In the records below, find each line that holds "slate" and return it.

====== Data records ======

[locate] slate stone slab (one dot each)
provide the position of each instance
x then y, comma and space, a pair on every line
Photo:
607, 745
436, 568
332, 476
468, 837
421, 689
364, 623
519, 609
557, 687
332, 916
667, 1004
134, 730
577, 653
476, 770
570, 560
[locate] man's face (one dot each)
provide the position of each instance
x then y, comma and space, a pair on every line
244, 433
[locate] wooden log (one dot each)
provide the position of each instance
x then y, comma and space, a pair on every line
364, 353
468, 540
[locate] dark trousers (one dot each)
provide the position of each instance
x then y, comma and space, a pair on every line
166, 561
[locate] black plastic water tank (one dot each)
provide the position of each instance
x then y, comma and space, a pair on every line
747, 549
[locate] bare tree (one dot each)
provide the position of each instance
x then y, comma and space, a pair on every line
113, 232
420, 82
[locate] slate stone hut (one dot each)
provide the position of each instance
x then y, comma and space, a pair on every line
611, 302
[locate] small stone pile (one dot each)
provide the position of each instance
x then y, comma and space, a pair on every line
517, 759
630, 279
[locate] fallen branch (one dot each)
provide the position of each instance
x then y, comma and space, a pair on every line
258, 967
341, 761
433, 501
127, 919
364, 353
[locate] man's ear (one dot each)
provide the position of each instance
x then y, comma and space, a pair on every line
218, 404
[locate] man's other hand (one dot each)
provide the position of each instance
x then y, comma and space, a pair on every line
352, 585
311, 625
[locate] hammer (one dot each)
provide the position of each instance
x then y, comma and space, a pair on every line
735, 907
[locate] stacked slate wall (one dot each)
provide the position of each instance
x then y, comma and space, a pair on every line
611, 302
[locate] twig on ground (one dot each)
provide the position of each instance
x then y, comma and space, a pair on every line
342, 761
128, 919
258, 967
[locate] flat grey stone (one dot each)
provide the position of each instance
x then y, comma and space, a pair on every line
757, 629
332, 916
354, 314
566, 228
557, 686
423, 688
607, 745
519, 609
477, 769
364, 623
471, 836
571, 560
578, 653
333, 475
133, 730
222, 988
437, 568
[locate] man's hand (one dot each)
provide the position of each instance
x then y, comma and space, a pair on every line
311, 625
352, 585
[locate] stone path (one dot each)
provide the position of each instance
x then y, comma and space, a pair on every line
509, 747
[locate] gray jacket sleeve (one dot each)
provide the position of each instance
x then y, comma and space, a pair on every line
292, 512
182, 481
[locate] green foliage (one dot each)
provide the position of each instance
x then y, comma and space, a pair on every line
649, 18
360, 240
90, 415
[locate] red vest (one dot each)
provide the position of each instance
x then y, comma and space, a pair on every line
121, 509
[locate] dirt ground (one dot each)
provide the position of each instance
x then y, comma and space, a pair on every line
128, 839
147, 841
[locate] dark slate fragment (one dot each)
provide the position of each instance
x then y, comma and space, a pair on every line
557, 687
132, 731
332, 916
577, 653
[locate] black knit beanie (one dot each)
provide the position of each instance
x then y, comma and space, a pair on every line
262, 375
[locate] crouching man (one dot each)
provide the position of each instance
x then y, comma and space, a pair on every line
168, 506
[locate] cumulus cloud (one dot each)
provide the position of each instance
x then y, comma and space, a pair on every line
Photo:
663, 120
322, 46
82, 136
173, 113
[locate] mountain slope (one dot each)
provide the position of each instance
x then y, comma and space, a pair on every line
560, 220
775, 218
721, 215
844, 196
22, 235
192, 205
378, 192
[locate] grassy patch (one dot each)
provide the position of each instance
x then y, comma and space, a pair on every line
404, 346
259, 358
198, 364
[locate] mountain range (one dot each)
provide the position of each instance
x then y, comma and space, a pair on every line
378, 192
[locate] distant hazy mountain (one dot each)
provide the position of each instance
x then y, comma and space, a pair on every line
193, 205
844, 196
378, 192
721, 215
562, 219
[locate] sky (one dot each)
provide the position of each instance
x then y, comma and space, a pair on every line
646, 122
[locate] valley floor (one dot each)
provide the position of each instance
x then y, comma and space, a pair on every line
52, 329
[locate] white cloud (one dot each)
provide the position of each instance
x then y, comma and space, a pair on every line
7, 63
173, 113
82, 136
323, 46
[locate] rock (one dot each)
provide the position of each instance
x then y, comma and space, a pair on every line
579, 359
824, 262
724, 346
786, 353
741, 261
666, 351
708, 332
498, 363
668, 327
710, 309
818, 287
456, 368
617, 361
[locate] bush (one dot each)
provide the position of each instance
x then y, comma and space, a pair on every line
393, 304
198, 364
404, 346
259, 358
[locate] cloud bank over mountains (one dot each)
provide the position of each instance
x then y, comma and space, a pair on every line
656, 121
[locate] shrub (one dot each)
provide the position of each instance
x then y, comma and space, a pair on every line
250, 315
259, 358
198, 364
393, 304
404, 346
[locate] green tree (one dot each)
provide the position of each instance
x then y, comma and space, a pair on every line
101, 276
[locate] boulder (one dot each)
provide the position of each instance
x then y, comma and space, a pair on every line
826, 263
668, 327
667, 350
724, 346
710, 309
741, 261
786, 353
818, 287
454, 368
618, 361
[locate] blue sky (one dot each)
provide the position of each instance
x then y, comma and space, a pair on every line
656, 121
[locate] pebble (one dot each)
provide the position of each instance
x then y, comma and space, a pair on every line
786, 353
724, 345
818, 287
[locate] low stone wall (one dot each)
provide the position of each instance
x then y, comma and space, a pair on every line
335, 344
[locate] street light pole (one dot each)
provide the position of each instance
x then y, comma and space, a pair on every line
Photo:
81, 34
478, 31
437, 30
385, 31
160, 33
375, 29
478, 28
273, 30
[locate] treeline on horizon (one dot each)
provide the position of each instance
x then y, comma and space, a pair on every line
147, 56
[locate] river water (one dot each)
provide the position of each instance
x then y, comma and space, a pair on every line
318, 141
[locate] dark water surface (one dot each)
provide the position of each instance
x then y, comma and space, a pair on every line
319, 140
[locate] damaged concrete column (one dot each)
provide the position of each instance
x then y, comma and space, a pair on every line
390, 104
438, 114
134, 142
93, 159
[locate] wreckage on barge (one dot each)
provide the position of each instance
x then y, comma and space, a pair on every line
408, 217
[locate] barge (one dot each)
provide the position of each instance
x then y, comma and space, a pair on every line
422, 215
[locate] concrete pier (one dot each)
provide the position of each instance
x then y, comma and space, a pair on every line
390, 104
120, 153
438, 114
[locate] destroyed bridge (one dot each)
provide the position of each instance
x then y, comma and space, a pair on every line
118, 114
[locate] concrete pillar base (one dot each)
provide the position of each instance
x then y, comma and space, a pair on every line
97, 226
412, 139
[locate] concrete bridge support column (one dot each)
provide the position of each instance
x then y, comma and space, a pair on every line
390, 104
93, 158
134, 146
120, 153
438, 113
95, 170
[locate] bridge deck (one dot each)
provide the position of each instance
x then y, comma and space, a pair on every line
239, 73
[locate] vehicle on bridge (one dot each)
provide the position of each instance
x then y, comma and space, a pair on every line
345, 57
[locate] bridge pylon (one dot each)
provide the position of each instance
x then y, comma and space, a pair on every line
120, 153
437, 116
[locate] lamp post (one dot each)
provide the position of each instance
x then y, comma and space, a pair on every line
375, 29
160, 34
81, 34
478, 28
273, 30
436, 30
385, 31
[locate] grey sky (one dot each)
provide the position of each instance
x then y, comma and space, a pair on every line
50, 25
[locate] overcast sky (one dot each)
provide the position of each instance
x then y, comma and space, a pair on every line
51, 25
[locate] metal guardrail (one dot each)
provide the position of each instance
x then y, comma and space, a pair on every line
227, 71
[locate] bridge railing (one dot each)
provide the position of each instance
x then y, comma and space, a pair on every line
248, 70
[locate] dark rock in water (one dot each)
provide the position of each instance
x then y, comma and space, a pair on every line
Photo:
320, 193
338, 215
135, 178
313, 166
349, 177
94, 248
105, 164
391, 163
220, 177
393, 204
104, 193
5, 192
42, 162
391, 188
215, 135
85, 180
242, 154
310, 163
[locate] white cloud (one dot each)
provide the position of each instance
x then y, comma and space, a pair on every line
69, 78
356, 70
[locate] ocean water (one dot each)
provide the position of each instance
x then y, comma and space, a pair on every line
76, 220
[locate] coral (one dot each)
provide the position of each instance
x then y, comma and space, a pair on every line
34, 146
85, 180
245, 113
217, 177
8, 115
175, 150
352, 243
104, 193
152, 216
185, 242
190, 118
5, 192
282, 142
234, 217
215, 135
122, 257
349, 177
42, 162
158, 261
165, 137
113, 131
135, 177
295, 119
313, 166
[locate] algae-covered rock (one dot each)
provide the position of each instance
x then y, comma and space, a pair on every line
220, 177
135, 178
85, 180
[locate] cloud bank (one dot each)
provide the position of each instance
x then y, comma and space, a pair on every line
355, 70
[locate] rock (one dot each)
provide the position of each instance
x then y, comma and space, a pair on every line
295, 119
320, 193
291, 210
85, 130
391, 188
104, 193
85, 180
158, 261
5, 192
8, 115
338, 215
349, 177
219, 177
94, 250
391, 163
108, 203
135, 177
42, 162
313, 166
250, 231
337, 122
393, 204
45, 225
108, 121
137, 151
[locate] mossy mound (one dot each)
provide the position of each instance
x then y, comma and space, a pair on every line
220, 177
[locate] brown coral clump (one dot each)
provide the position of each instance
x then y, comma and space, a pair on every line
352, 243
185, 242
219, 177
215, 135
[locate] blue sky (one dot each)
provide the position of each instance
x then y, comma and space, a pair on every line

======

» **Completed task**
[locate] slate stone slab (one dot each)
[locate] slate stone hut (one dot each)
[locate] stacked slate wall (one dot each)
[locate] dark slate fragment (one dot each)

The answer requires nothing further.